Top of Given records

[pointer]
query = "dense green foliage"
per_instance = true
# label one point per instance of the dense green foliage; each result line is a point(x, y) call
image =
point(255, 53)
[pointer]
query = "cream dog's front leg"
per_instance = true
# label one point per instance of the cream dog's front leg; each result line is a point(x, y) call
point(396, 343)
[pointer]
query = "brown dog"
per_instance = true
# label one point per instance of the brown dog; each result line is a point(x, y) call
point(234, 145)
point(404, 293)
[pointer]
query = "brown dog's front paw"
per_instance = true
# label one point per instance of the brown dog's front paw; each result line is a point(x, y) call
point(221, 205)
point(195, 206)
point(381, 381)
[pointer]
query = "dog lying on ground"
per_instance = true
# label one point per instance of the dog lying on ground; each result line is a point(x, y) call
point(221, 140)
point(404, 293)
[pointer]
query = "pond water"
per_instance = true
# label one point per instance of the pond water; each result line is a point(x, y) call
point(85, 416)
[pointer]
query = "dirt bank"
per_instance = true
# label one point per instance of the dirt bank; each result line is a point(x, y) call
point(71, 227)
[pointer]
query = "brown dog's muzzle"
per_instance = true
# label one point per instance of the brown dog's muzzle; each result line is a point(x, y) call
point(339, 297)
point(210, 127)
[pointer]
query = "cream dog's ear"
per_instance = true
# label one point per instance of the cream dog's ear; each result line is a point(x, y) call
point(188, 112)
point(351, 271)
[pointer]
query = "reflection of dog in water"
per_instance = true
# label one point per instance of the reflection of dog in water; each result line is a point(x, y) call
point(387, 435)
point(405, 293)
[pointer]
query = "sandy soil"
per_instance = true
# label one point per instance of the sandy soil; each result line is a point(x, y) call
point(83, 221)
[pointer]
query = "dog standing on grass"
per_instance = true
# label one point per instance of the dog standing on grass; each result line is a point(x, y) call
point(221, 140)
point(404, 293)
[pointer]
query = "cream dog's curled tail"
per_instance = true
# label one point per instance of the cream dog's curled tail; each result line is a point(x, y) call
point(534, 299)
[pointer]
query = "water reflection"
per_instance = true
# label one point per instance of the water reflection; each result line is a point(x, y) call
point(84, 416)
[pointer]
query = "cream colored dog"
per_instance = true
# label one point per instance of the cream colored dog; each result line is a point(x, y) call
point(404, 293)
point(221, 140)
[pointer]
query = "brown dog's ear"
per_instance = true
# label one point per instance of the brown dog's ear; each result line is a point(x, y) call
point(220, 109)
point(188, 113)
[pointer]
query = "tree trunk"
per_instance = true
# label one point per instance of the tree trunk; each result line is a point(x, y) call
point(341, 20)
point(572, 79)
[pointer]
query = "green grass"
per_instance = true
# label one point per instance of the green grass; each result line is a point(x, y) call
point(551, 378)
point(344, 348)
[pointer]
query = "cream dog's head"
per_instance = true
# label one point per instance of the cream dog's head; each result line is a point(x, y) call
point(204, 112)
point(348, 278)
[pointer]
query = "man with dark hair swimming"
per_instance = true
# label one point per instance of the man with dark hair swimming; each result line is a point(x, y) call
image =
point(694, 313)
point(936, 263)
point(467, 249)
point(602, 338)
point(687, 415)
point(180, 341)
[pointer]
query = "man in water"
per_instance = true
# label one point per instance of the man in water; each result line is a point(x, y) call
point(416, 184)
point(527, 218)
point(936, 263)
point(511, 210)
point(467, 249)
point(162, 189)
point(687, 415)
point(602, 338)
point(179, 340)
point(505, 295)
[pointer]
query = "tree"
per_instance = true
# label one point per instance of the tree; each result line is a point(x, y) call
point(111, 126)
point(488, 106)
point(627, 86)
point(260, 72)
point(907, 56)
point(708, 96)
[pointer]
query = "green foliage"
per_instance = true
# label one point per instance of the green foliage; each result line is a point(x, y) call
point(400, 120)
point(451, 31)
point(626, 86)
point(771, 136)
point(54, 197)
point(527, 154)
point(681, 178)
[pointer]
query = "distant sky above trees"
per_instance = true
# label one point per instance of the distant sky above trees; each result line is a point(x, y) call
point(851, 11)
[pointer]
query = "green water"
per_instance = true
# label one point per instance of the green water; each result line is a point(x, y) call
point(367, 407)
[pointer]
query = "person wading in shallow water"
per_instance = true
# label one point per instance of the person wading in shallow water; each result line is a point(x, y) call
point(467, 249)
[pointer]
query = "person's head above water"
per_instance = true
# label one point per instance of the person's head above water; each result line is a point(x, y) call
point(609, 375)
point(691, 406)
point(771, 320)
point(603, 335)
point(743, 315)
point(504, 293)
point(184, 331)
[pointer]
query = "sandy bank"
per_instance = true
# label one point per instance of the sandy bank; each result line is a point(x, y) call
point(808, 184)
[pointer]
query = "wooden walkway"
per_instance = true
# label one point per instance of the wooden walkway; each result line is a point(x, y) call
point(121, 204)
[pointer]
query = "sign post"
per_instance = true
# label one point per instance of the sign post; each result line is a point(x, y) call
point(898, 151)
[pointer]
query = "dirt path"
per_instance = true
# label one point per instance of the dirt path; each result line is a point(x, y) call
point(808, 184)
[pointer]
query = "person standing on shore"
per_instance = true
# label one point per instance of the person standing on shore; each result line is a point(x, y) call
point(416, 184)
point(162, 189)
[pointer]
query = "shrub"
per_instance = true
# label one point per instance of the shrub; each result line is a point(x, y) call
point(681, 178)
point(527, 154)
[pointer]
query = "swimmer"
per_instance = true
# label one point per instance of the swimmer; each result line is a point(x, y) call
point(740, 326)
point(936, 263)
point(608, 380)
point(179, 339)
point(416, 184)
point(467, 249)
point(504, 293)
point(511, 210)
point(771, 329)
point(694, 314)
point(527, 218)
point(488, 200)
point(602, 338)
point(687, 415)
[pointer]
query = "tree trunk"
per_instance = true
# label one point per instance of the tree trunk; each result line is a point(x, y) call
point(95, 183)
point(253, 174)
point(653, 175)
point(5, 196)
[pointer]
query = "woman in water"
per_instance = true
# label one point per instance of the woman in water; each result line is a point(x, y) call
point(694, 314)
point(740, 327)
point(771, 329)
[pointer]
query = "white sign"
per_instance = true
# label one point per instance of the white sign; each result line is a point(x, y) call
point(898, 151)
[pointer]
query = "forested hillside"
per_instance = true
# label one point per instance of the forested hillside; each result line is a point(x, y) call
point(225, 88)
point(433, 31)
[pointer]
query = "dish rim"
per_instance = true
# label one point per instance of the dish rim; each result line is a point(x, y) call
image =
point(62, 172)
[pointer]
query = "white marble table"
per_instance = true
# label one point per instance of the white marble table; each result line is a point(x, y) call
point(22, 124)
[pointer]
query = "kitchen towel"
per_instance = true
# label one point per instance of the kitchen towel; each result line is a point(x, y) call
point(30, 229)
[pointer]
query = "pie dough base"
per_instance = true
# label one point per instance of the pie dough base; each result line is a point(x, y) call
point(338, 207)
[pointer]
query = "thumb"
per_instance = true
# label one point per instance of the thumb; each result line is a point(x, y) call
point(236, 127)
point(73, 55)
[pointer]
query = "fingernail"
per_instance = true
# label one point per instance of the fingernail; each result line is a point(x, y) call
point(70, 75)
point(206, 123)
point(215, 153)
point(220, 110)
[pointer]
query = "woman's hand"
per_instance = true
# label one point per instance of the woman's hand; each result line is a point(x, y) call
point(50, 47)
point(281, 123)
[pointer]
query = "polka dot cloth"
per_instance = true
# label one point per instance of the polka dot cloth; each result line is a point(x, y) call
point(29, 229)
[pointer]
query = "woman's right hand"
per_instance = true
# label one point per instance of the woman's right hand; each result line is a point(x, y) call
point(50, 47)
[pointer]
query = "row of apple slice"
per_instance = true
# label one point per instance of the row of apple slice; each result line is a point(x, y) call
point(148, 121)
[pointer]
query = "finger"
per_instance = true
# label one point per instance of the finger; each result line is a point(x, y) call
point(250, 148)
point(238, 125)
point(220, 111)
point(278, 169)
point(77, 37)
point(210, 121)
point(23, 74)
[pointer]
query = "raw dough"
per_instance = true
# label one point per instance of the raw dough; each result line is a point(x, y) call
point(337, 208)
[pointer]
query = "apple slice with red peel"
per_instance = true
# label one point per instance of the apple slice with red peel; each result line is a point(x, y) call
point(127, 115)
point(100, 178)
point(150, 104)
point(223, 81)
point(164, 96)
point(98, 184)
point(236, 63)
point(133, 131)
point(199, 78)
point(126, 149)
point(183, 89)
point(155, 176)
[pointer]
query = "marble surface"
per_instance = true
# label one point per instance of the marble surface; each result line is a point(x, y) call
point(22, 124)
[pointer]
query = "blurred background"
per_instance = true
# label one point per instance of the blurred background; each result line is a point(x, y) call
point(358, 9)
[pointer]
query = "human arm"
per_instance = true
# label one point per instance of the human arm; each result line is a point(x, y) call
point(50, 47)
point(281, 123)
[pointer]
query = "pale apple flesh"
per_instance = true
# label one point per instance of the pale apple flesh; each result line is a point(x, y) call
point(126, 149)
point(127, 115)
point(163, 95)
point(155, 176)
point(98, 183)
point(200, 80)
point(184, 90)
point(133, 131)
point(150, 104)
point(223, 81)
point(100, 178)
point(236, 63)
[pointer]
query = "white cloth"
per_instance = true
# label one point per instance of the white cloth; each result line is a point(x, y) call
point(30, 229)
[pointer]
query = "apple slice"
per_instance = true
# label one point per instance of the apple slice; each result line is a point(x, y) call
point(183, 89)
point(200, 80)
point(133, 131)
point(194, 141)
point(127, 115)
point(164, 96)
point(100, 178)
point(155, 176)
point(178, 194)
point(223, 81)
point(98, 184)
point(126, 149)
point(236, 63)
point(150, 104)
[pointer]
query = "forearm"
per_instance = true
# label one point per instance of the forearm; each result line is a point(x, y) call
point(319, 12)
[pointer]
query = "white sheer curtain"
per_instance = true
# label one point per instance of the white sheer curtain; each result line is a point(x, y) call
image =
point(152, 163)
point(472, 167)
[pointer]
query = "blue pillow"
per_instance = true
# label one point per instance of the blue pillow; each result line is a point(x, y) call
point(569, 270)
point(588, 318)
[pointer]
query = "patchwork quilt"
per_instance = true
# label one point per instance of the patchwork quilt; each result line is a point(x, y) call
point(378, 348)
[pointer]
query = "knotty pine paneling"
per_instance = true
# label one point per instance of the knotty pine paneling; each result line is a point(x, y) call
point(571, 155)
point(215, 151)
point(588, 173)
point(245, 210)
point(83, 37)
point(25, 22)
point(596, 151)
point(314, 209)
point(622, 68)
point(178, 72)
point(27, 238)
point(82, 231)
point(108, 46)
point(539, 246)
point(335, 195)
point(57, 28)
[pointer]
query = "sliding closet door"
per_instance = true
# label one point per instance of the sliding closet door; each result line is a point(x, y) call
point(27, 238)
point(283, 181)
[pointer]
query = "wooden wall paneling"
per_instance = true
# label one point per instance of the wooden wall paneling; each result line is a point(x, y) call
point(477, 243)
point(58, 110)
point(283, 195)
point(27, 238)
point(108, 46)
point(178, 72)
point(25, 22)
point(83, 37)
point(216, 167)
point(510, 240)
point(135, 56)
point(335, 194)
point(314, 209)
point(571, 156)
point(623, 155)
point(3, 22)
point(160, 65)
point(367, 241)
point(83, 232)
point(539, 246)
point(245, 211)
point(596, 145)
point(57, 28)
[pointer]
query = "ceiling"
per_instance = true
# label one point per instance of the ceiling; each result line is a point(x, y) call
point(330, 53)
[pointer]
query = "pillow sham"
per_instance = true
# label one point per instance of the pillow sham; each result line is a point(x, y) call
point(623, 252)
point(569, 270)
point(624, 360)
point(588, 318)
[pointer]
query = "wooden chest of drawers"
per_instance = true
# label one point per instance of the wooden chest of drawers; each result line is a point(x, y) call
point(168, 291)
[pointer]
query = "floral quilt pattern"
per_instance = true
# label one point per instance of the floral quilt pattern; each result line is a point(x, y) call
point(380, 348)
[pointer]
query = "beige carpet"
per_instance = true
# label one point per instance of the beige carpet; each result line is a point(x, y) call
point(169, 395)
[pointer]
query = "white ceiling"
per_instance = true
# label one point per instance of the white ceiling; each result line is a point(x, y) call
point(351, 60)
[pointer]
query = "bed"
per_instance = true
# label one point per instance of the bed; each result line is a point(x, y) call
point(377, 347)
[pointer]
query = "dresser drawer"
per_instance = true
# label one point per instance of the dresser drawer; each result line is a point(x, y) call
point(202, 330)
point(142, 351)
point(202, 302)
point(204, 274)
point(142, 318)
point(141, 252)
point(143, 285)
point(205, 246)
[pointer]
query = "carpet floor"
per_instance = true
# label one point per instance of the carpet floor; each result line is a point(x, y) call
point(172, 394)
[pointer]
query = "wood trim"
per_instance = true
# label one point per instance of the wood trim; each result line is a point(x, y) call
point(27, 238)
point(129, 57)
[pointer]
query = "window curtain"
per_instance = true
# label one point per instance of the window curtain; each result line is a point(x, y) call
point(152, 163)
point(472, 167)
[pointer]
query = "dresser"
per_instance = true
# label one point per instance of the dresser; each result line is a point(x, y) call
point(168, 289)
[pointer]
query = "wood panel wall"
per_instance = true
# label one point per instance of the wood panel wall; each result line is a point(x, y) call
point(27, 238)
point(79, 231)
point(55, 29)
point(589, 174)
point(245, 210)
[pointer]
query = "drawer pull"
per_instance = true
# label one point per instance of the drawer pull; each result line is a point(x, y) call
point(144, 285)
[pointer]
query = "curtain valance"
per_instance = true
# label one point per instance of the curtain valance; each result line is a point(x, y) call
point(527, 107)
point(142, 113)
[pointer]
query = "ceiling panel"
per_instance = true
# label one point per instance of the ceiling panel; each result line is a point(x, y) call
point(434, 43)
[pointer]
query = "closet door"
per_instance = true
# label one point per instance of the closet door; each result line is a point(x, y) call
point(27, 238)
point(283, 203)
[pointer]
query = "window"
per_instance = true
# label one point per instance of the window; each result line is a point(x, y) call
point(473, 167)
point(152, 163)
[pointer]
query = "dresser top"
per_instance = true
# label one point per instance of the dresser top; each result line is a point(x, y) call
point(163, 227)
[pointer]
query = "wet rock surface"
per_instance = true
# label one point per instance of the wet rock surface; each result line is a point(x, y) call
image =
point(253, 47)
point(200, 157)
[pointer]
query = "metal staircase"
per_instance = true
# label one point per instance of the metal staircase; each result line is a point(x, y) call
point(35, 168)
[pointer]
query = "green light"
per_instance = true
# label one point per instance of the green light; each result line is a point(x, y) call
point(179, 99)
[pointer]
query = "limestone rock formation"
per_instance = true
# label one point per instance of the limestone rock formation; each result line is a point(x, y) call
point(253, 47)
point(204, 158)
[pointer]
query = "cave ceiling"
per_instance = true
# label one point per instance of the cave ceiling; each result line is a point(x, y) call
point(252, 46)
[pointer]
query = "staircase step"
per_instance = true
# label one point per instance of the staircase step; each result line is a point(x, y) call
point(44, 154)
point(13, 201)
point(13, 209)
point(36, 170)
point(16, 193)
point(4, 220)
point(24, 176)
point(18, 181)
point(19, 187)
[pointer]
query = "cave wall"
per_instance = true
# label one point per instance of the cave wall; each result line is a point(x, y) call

Bottom of Given records

**Directions:**
Look through the entries above and list every line containing "swimming".

**Written solution:**
query = "man with dark hair swimming"
# label one point per instance of the man with dark hair swimming; each result line is a point(x, y) call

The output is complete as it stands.